What the exercise asks: Return every item below line for line without changing a word, and leave the pictures out.

——————

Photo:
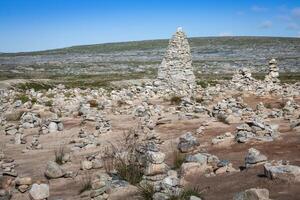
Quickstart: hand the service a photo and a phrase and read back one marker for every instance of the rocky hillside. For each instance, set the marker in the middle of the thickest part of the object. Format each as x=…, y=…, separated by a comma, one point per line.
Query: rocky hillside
x=211, y=54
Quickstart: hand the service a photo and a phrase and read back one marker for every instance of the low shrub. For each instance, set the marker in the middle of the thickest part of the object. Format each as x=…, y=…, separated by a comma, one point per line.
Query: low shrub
x=175, y=100
x=86, y=184
x=59, y=154
x=146, y=192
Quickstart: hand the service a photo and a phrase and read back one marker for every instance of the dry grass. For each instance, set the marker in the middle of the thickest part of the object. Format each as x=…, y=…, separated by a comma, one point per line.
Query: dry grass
x=123, y=159
x=85, y=183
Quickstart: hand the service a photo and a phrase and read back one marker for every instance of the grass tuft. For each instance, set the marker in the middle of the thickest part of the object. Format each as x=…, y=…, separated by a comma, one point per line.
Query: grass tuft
x=59, y=154
x=86, y=184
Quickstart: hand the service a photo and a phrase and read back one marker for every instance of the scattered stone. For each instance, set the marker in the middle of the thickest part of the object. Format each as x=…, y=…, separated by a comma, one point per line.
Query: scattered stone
x=39, y=191
x=53, y=170
x=282, y=171
x=252, y=194
x=187, y=143
x=254, y=157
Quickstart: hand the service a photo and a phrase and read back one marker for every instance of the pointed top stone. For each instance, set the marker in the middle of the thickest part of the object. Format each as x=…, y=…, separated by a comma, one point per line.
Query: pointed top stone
x=179, y=29
x=176, y=72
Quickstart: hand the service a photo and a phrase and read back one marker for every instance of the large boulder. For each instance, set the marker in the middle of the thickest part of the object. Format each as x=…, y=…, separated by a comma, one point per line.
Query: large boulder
x=187, y=143
x=39, y=191
x=53, y=170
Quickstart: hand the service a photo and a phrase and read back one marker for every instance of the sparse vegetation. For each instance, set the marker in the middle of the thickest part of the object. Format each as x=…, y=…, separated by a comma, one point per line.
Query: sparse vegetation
x=175, y=100
x=187, y=193
x=59, y=155
x=93, y=103
x=178, y=159
x=33, y=100
x=33, y=85
x=86, y=183
x=124, y=159
x=222, y=118
x=146, y=192
x=23, y=97
x=49, y=103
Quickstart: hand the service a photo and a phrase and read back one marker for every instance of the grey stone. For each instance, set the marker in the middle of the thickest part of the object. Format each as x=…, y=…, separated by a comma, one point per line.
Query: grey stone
x=53, y=170
x=39, y=191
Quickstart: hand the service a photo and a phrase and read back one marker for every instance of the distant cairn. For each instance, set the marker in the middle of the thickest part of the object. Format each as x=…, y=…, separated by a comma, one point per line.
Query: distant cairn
x=272, y=76
x=175, y=73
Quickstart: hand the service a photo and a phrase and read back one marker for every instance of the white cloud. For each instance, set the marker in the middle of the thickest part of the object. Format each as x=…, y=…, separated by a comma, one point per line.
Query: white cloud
x=258, y=9
x=284, y=17
x=240, y=13
x=296, y=12
x=293, y=26
x=266, y=24
x=224, y=34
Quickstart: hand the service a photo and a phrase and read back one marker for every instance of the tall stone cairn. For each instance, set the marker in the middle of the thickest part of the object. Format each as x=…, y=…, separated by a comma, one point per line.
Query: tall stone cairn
x=176, y=72
x=272, y=76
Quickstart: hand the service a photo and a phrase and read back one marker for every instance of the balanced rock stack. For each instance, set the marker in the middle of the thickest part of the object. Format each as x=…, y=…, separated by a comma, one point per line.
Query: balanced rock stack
x=243, y=79
x=176, y=72
x=272, y=76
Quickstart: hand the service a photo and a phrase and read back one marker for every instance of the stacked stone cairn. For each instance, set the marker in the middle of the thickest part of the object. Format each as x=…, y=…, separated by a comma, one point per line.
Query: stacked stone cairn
x=243, y=80
x=30, y=120
x=255, y=129
x=175, y=74
x=254, y=158
x=272, y=76
x=7, y=165
x=231, y=110
x=35, y=144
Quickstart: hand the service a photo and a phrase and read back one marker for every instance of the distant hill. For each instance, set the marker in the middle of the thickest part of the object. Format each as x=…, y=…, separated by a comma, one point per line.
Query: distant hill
x=210, y=55
x=158, y=44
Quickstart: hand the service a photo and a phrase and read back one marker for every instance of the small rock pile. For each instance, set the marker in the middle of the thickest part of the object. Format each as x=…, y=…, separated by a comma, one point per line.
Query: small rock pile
x=30, y=120
x=243, y=80
x=85, y=140
x=35, y=144
x=102, y=125
x=92, y=162
x=282, y=170
x=205, y=163
x=39, y=191
x=231, y=110
x=153, y=161
x=23, y=183
x=156, y=174
x=101, y=183
x=225, y=139
x=254, y=158
x=255, y=129
x=272, y=76
x=7, y=165
x=253, y=193
x=187, y=143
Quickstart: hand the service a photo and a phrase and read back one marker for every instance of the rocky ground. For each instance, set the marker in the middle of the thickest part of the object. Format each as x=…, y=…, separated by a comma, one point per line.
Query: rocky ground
x=223, y=142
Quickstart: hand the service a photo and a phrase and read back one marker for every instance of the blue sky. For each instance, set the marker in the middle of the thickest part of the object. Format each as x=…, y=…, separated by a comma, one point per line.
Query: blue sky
x=29, y=25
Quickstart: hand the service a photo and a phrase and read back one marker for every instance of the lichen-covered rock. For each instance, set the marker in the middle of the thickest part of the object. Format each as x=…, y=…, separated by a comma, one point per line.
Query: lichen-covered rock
x=187, y=143
x=254, y=157
x=39, y=191
x=53, y=170
x=252, y=194
x=282, y=171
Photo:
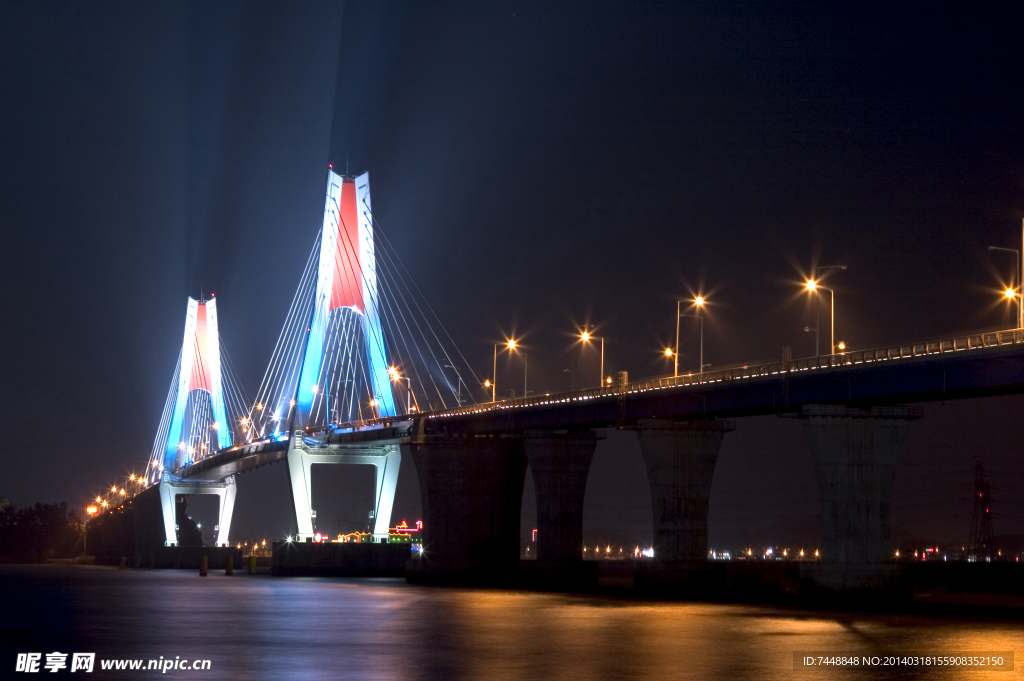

——————

Written solution:
Photo:
Quickstart: hand the service a photo and a phrase and read back one marker for every instance of the rocky hillside. For each instance, set the marker in the middle of the thickest part of the object. Format each as x=…, y=…, separated by a comma, one point per line.
Query: rocky hillside
x=211, y=54
Quickstart: hand the service a photo and a phrase and read back one marker for every instance of the low shrub. For each instance, set the marker in the middle of the thickest part of the object. Format each as x=…, y=…, separated by a comma, one point per line.
Query: low shrub
x=175, y=100
x=86, y=184
x=59, y=154
x=146, y=192
Quickstart: hand the service a photo and a phrase and read back one marker for every instance of the dry grass. For each instance, set the marker in the middle of the thickest part of the object. Format each as x=…, y=…, separated by a comma, one point per line.
Query: dry grass
x=123, y=159
x=85, y=183
Quickstart: hand the service a photo and a phrase and read back one marker for every instance of the grass tuft. For each instance, set the marker in the middle of the thickest part of the object. Format each as x=…, y=…, separated by a comma, one point per line.
Query: grass tuft
x=59, y=154
x=86, y=184
Quickstart: hand the service a photo and a phrase and read back one marker for every instance of the scattered stone. For each instance, set the marker in the middle of the thickest part of the object. Format each as x=…, y=…, separated by a comma, one point per line.
Query: scattered stone
x=39, y=191
x=53, y=170
x=282, y=171
x=252, y=194
x=187, y=143
x=254, y=157
Quickstart: hand the service a photo and a phrase and read back one marker for every instance of the pointed top stone. For each instance, set the marker in the middle of the thickest part of the object. Format each as x=…, y=…, separated by a comma, one point per line.
Query: pointed top stone
x=179, y=29
x=176, y=72
Quickstart: hand the service a photo and a phrase and read back one marker for every instance of the large boulder. For each instance, set the marker in the middle of the thickest part of the object. Format each as x=…, y=…, separated by a comma, one point per line.
Query: large boulder
x=187, y=143
x=39, y=191
x=53, y=170
Quickstart: hand the service a photo and a phrase and read back one marker for every instance of the sparse vegetation. For each instance, set the marker in the middle of the thickest part of the object. Format each as x=…, y=…, separated by a comma, one point per line.
Query: sparse vegetation
x=175, y=100
x=187, y=193
x=59, y=155
x=93, y=103
x=178, y=159
x=33, y=100
x=33, y=85
x=86, y=183
x=124, y=159
x=222, y=118
x=146, y=192
x=23, y=97
x=49, y=103
Quickstart: hand the service a photo and a phrase and read back one marker for every instance of the grey stone. For each instance, set the marker in the middle of the thickest part of the object. Format each as x=…, y=…, separated by a comma, one point per line.
Query: grey stone
x=53, y=170
x=39, y=191
Quickstart: hand the service a photo and a phrase and read back one marker for every instance of the distant cairn. For each instance, set the marker in the middle of the thickest part of the object. Format each as x=…, y=…, separated by a comma, one point per line.
Query: distant cairn
x=272, y=76
x=175, y=73
Quickstart: hand the service a photo and a phrase and read back one marker for every instance of the white cloud. For each instance, set the marker in the middle of the thickest part of the object. Format each as x=…, y=…, separated by a comma, one point per line.
Query: white cloud
x=258, y=9
x=284, y=17
x=240, y=13
x=296, y=12
x=293, y=26
x=266, y=24
x=224, y=34
Quickstart: hand the service a photo and a phrase and read back one marker for every instance of the tall stone cairn. For each instance, set the marker in the middle of the thickest part of the object. Format each as x=…, y=…, separated by a comma, one point per line.
Query: tall stone cairn
x=176, y=72
x=272, y=76
Quickstart: hand the service a photo and a phrase and read back one marker for every instance of the balanced rock stack. For each instance, set the marker in the middle of the thickest part of the object. Format each as x=…, y=…, separated by a comma, one point per line.
Query: balanced rock stack
x=243, y=79
x=176, y=72
x=272, y=76
Quickstart: hand the service a photo and a phrase and read back one marker for every instance of the stacked stone cairn. For each instance, set the marker in the middle of the thickest part of the object. Format each as x=…, y=…, separated by a comma, one point per line.
Query: stacked stone cairn
x=243, y=80
x=30, y=120
x=255, y=129
x=175, y=74
x=254, y=158
x=272, y=76
x=7, y=165
x=231, y=110
x=35, y=144
Quickstart: hand the service a photo and a phrase and read back one marker for every instance of the distant hill. For each instance, set the marker in the middle of the thickest part of the object. Format each as x=…, y=…, separated by a comma, one point per line.
Query: distant hill
x=210, y=55
x=158, y=44
Quickstart: hand the service a photo and a phrase and read back one marker for every instance of the small rock pile. For each instance, set the marker in the middle of the thickest part of the object. Format each as x=…, y=…, separated by a comma, one point per line.
Query: small rock pile
x=30, y=120
x=243, y=80
x=85, y=140
x=35, y=144
x=102, y=125
x=92, y=162
x=282, y=170
x=205, y=163
x=39, y=191
x=231, y=110
x=153, y=161
x=23, y=183
x=156, y=174
x=101, y=183
x=225, y=139
x=254, y=158
x=255, y=129
x=272, y=76
x=7, y=165
x=253, y=193
x=187, y=143
Quickstart: hand the service a photo and a phrase and read back one marker for every instance of the rocky ground. For each instance, set the marker in the middle of the thickest part of the object. Format each as x=…, y=…, separated by a comma, one point per line.
Query: rocky ground
x=223, y=142
Quickstart: hand the service a photo and a phrase and read back one marker for every instance of the blue sky. For each instance, set the marker in the middle of the thickest part of the object. Format each as x=…, y=…, separated by a comma, one point per line.
Query: blue sky
x=29, y=25
Quickstart: hand the service a photo and a phrase and read back one marker for every instance of the lichen-covered rock. For each instance, set the marker in the middle of the thickest part of the object. Format each as x=…, y=…, separated by a comma, one point per line.
Query: lichen-covered rock
x=187, y=143
x=254, y=157
x=39, y=191
x=53, y=170
x=252, y=194
x=282, y=171
Photo:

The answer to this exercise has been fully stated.